Tarea indicada: Cuenta cuántas líneas de abajo contienen la palabra "place", teniendo en cuenta mayúsculas y minúsculas. Responde solo con el número.

Material de trabajo:
>>>
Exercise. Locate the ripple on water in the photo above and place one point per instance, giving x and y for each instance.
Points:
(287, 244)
<<<
>>>
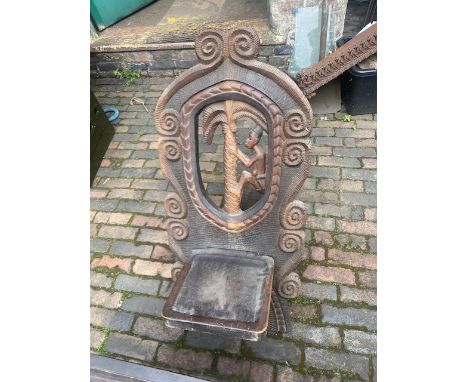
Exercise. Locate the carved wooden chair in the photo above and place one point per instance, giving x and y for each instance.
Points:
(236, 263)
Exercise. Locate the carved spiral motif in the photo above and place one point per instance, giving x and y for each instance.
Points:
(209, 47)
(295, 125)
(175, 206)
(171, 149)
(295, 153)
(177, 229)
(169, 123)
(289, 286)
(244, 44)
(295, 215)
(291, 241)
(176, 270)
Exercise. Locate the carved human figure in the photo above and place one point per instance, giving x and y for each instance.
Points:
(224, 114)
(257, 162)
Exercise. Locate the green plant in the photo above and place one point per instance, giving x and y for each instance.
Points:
<<<
Resultado: 5